■ Exercise requirements: Pull out every line of the data below that contains the word "dark", and copy each one in full.

■ Record excerpts:
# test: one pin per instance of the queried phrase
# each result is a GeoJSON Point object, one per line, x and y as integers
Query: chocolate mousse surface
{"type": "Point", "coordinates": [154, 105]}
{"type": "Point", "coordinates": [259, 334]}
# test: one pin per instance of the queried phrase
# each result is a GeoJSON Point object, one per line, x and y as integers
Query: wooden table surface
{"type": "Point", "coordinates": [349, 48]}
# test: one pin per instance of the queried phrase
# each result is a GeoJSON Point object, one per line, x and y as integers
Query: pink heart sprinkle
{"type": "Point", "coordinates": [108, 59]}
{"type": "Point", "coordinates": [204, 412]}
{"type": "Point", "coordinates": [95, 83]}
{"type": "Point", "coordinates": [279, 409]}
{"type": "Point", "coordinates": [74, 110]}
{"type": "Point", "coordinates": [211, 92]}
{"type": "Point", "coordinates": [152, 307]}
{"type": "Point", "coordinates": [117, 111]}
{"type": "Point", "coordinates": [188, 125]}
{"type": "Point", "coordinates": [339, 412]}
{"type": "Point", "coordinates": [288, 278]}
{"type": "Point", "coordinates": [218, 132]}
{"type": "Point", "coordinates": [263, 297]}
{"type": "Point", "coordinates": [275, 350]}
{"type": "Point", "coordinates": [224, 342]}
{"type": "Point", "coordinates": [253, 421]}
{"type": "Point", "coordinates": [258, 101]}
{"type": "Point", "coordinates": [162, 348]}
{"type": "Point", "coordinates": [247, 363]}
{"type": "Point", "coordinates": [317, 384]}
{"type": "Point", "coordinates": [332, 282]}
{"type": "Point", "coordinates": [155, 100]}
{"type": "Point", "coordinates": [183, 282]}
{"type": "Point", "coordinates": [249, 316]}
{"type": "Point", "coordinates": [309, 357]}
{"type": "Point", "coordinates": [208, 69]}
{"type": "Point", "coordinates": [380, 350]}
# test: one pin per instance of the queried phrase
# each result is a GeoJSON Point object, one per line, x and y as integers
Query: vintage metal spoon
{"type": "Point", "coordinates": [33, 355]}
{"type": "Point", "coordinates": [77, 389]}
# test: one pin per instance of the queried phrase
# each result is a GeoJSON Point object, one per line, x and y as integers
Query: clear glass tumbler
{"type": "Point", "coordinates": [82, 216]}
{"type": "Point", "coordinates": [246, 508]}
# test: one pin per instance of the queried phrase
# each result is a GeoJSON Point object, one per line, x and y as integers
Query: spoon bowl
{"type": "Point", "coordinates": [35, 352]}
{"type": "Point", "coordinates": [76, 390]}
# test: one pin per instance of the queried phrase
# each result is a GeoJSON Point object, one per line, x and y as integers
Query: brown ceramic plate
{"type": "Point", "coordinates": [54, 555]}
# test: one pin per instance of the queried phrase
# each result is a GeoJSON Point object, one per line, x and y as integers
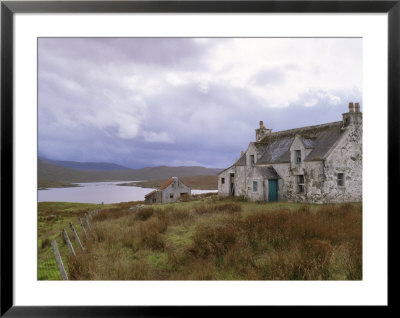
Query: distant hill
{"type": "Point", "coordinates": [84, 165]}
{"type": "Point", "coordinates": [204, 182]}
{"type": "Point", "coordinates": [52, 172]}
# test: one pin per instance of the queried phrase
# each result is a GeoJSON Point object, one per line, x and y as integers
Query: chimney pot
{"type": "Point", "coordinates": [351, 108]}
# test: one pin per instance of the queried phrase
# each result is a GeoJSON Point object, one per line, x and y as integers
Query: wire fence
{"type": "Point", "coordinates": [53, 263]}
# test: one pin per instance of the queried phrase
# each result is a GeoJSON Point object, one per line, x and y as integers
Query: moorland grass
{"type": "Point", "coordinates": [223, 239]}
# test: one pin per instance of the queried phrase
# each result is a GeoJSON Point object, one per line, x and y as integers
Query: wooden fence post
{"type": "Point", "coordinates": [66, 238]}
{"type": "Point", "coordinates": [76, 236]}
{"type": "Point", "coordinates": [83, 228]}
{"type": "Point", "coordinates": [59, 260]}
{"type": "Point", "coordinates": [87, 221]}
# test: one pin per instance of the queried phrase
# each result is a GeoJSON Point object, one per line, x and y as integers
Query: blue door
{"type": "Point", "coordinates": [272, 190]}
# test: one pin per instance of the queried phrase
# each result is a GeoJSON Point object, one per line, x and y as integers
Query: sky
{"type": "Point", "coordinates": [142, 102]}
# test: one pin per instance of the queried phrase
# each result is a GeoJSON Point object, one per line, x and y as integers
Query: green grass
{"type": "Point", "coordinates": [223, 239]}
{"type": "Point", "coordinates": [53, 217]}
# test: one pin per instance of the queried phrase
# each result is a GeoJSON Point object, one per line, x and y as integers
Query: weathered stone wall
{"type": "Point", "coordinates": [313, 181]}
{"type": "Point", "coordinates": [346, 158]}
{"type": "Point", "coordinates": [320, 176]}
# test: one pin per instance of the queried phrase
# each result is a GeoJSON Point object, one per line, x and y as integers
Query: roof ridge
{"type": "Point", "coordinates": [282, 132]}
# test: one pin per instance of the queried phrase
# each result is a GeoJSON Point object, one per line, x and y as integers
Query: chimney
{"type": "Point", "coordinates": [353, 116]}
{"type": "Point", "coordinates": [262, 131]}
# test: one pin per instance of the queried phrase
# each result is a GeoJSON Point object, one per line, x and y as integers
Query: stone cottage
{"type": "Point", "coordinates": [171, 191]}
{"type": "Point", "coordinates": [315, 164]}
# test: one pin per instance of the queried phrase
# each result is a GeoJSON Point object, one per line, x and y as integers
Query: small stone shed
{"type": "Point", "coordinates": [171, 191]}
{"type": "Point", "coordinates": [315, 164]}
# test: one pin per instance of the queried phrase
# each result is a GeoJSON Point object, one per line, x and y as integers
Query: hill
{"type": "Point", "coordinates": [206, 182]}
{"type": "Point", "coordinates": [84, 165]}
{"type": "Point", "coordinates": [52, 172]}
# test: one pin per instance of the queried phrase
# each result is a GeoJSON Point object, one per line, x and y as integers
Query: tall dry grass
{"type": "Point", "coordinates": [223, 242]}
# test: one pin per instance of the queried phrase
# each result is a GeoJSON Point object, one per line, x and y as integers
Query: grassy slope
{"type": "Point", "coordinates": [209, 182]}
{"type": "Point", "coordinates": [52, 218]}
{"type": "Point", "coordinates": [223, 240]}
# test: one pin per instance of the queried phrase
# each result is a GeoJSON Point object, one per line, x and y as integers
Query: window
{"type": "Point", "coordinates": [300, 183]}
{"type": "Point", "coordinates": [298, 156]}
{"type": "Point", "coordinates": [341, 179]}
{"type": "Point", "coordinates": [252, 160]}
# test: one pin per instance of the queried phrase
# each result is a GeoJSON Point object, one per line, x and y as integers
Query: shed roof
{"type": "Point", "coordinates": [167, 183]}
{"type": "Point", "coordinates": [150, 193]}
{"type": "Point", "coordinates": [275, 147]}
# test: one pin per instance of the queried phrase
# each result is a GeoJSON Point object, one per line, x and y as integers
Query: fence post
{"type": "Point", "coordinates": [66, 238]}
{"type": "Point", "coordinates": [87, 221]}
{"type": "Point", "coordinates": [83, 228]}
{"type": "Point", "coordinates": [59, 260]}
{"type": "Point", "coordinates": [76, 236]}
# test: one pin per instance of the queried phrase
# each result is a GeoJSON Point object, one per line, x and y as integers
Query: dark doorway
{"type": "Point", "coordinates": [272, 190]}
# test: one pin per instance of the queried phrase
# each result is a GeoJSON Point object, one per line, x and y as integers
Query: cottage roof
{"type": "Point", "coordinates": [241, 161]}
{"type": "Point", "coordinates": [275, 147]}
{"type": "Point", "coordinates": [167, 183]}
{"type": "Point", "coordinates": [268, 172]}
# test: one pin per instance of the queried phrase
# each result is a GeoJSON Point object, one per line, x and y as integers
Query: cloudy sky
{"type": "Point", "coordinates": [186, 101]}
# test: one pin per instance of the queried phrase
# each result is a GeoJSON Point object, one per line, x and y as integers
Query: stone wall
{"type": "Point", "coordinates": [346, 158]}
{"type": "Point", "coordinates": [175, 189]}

* * *

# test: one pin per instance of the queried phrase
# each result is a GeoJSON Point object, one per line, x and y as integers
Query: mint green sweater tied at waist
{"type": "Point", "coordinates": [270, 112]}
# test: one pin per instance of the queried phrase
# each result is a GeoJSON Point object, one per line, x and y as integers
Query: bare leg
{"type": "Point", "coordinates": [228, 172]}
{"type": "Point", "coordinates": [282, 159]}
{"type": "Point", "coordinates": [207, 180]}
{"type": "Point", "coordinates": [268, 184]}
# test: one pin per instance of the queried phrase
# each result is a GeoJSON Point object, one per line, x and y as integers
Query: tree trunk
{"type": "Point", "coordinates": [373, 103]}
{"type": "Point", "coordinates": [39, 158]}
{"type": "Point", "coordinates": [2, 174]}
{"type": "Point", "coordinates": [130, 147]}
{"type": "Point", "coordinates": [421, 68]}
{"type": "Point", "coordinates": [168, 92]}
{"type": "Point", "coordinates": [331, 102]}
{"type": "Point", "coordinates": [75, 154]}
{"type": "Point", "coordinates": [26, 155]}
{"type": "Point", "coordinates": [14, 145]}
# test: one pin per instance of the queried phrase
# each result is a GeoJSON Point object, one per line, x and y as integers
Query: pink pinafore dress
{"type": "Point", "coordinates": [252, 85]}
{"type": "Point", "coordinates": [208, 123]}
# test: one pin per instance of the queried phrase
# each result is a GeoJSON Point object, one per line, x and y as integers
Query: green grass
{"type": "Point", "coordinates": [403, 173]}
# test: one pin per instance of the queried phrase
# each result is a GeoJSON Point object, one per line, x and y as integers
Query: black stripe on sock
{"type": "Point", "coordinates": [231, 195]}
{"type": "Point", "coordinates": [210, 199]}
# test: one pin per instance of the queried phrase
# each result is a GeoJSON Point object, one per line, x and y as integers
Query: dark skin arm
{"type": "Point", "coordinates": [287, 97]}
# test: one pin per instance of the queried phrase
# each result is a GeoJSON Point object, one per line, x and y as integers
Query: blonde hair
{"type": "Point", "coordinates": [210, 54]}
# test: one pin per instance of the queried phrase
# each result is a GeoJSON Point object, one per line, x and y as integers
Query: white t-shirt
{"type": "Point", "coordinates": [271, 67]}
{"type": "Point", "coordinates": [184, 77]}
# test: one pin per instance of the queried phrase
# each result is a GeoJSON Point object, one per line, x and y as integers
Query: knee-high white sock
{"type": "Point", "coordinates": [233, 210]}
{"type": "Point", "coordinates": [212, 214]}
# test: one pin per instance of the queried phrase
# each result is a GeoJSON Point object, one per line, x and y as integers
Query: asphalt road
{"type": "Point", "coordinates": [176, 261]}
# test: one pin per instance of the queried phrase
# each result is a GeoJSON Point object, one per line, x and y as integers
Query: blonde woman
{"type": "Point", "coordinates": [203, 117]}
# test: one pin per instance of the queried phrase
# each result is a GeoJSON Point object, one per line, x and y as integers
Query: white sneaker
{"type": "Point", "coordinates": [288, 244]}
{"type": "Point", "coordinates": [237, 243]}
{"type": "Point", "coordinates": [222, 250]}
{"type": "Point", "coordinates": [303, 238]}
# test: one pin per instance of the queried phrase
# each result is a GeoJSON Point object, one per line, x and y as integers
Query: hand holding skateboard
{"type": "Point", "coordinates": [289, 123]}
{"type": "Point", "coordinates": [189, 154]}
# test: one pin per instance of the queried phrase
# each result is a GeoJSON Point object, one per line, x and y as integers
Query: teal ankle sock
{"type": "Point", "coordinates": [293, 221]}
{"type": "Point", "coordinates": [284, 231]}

■ Result of the exercise:
Query: dark doorway
Query: dark skin arm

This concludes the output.